■ WHAT YOU HAVE TO DO
Write out nothing but the lines from the one containing "Put a dot on each instance of the ocean" through the last line below, both included, and without the pictures.

(Collected data entries)
— Begin —

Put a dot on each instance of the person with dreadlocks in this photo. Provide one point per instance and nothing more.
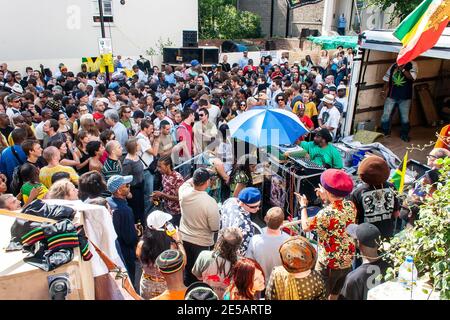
(215, 267)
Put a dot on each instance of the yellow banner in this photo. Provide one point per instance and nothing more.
(106, 60)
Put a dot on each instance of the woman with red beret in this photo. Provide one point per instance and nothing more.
(336, 248)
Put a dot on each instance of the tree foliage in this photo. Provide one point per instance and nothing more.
(401, 7)
(429, 241)
(220, 19)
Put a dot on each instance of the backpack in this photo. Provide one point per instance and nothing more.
(16, 180)
(173, 133)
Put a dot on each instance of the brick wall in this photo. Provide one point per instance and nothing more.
(261, 8)
(307, 14)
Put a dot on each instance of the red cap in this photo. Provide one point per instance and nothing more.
(337, 182)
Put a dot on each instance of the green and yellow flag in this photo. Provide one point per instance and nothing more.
(398, 179)
(422, 28)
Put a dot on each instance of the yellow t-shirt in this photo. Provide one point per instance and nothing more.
(171, 295)
(46, 173)
(310, 108)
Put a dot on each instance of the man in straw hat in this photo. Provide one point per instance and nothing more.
(336, 248)
(296, 279)
(362, 279)
(375, 198)
(171, 265)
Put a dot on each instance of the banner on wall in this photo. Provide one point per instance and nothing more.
(106, 60)
(92, 63)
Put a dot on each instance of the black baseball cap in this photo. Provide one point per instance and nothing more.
(200, 291)
(158, 107)
(200, 176)
(366, 233)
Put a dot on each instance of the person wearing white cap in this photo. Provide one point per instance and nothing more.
(244, 60)
(342, 97)
(329, 116)
(155, 240)
(123, 220)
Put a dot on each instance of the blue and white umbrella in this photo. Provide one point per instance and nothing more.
(263, 127)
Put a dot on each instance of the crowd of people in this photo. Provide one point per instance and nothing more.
(133, 141)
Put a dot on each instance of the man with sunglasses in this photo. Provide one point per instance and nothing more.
(123, 220)
(204, 131)
(236, 212)
(281, 101)
(13, 105)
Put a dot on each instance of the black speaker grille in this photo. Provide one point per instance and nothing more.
(190, 38)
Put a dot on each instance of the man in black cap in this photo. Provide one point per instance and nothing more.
(200, 218)
(362, 279)
(375, 198)
(322, 152)
(160, 112)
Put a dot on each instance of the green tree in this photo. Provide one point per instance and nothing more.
(429, 240)
(220, 19)
(401, 7)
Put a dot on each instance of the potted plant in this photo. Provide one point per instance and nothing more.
(429, 240)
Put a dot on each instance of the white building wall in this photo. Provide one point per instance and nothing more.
(54, 31)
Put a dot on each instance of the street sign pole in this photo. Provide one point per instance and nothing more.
(102, 27)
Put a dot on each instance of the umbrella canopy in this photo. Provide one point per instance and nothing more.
(267, 127)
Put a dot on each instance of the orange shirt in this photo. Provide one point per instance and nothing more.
(171, 295)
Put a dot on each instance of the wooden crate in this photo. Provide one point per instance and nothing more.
(22, 281)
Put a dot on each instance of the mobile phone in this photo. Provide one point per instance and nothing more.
(170, 229)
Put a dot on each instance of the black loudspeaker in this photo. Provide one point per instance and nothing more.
(210, 56)
(186, 55)
(170, 55)
(190, 39)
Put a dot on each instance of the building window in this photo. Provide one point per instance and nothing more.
(107, 11)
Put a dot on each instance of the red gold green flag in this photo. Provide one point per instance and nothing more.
(422, 28)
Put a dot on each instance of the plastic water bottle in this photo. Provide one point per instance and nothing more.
(407, 274)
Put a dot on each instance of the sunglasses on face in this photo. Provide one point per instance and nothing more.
(254, 207)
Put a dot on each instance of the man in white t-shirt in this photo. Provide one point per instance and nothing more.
(342, 97)
(149, 149)
(213, 110)
(329, 116)
(264, 248)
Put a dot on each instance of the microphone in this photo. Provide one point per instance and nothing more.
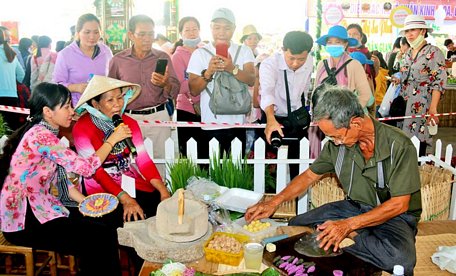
(117, 120)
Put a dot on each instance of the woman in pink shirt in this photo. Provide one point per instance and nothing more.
(42, 64)
(32, 161)
(189, 29)
(84, 57)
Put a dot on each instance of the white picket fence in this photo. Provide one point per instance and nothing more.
(259, 161)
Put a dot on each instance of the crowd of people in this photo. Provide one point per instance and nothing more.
(85, 76)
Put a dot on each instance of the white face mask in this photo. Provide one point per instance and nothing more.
(191, 42)
(417, 42)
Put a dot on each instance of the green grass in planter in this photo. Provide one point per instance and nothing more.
(231, 175)
(180, 171)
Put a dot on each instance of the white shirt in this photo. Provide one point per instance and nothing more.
(272, 83)
(200, 61)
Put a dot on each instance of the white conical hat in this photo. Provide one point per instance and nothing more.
(101, 84)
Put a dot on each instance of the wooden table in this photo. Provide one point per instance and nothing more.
(424, 229)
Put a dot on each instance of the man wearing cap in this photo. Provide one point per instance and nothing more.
(296, 65)
(137, 65)
(251, 38)
(203, 66)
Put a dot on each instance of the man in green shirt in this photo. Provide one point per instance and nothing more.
(378, 168)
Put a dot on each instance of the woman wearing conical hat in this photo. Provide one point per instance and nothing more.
(104, 98)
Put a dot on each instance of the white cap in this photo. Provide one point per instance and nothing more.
(398, 270)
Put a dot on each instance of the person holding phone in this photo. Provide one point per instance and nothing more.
(214, 57)
(144, 65)
(187, 106)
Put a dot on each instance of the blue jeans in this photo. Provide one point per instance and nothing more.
(384, 245)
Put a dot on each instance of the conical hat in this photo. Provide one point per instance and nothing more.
(101, 84)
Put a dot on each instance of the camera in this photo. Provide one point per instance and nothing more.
(276, 139)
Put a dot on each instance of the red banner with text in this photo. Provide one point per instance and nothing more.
(377, 9)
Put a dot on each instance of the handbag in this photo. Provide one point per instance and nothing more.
(388, 98)
(229, 96)
(298, 119)
(398, 107)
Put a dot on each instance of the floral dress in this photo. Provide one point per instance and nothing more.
(427, 74)
(33, 170)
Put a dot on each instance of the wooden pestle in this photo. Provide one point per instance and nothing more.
(180, 207)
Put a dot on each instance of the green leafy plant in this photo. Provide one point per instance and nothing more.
(180, 171)
(231, 174)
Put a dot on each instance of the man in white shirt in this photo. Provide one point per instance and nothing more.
(202, 67)
(298, 65)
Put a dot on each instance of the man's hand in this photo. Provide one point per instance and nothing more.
(227, 64)
(333, 233)
(260, 210)
(159, 79)
(271, 126)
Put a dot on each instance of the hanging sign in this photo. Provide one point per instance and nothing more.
(398, 16)
(333, 15)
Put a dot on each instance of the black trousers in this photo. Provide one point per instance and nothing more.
(11, 118)
(94, 243)
(185, 133)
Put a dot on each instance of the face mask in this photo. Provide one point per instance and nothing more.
(417, 42)
(335, 50)
(193, 43)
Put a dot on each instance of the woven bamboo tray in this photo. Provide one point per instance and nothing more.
(435, 192)
(325, 190)
(286, 210)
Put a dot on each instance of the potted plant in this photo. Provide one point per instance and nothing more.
(231, 174)
(180, 171)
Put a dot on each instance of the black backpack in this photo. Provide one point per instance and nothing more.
(329, 80)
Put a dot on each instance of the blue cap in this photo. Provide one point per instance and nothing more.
(224, 13)
(339, 32)
(361, 58)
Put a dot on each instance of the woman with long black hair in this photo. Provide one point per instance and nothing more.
(11, 71)
(32, 161)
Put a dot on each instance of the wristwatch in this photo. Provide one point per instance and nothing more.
(204, 78)
(235, 70)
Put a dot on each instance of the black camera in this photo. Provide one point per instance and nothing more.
(276, 139)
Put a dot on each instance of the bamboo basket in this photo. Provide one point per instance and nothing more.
(325, 190)
(435, 192)
(286, 210)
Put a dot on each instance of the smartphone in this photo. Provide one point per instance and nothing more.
(161, 66)
(221, 49)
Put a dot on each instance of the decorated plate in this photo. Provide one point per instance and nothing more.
(97, 205)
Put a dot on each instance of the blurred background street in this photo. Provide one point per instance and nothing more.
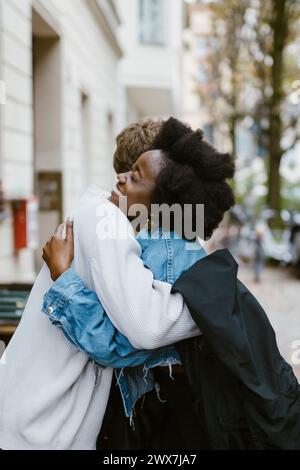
(73, 73)
(279, 295)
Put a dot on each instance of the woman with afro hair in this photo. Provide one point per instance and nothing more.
(181, 169)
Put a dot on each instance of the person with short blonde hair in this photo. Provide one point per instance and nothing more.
(133, 141)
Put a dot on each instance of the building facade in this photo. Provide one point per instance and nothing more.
(73, 72)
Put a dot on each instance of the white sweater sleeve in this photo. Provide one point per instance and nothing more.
(142, 309)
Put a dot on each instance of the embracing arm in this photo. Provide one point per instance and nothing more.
(74, 308)
(143, 309)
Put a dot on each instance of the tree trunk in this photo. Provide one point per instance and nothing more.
(280, 30)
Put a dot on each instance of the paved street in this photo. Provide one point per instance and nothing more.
(279, 294)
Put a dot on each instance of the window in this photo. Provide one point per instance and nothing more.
(151, 22)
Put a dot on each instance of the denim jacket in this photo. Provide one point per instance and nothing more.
(78, 311)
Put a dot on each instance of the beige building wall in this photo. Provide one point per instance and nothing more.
(59, 61)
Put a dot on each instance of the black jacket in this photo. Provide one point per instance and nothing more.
(246, 395)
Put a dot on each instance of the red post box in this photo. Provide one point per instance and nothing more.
(25, 223)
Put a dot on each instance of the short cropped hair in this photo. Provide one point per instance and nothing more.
(133, 141)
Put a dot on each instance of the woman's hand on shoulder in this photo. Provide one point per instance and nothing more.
(58, 252)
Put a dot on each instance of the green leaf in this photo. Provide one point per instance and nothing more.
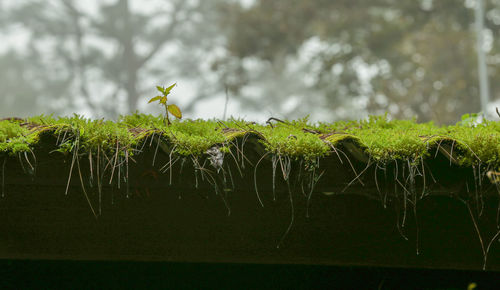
(155, 99)
(167, 90)
(160, 89)
(174, 110)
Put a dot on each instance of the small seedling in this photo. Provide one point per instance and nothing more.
(162, 100)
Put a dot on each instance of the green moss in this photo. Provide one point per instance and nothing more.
(378, 137)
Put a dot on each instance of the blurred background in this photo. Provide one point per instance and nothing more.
(254, 59)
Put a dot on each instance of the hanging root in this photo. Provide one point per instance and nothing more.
(83, 188)
(3, 176)
(292, 215)
(75, 152)
(358, 176)
(255, 178)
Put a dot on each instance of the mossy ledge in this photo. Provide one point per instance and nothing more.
(398, 162)
(382, 140)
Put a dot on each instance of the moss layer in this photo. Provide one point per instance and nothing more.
(378, 138)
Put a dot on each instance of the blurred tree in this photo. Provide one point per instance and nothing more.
(98, 58)
(408, 57)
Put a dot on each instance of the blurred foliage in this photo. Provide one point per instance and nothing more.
(422, 53)
(332, 59)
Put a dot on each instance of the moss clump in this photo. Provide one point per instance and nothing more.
(380, 138)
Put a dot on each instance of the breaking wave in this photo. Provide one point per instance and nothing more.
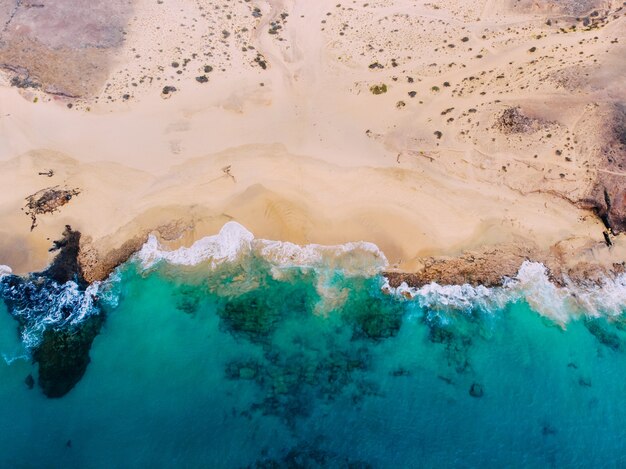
(531, 284)
(39, 303)
(235, 243)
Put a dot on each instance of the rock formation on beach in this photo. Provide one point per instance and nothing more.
(460, 137)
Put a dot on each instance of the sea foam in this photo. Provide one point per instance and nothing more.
(531, 284)
(234, 242)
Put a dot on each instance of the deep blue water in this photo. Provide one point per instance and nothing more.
(231, 368)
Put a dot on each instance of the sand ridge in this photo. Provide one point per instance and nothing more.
(427, 128)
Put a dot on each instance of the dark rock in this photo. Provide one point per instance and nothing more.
(65, 266)
(47, 200)
(476, 390)
(63, 349)
(29, 381)
(548, 429)
(604, 336)
(63, 355)
(376, 319)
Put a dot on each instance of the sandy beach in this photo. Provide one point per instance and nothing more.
(429, 129)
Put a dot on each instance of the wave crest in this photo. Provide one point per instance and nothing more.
(234, 243)
(531, 284)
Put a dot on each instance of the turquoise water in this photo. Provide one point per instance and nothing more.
(233, 367)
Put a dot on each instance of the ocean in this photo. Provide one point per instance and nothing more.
(242, 353)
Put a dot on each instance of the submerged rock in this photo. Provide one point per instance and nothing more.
(29, 381)
(63, 356)
(57, 315)
(604, 336)
(476, 390)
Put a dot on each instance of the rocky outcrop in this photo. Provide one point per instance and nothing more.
(603, 137)
(61, 47)
(58, 295)
(483, 267)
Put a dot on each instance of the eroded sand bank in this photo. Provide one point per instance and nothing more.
(493, 128)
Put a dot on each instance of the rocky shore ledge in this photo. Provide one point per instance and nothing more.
(579, 261)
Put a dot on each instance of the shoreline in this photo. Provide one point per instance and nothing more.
(315, 123)
(578, 262)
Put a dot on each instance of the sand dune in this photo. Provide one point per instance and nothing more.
(428, 128)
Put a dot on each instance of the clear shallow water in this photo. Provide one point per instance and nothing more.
(242, 367)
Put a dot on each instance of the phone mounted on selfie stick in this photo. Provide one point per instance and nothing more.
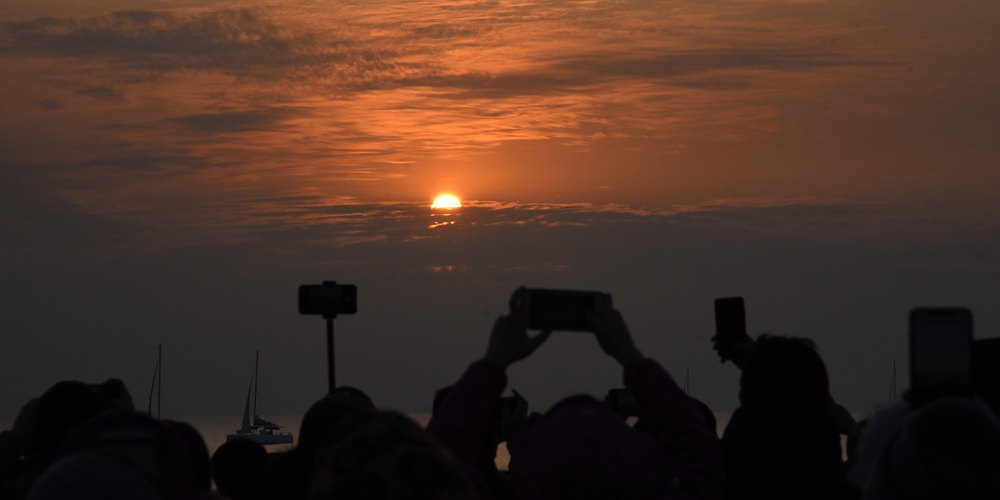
(329, 300)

— End —

■ THE OUTPUT
Put a dot on each instance of the ocean in this photo. Provide one point per instance and nothing more.
(242, 353)
Put a dot on each instance of the submerged rock in this photo. Provide one point per instance and nothing more.
(29, 381)
(63, 356)
(57, 315)
(604, 336)
(476, 390)
Put a dot on each instance of the rocky outcrop in this photo. Provide one point per instance and nothing more.
(603, 137)
(61, 47)
(58, 295)
(483, 267)
Put a dot on each instance of the eroded sand bank in this photo. Provide one point per instance and nothing more.
(493, 128)
Put a dot on each instance of the rocky shore ledge in this photo. Provide one point per instance and nothing more.
(579, 261)
Put a dot on each instance of the shoreline in this photo. Provide one point per instance and nothing more.
(315, 123)
(578, 262)
Put a dot on each instance of the sand dune in this photo. Provide one point per instance and nothing more.
(428, 128)
Put a dot on each instance of the clear shallow water in this photo. Provide one point per instance and nothing more.
(242, 367)
Put a dot on each instance of the phone mounted on selfie stick in this photo. Provide one point per instance and nothing more.
(329, 300)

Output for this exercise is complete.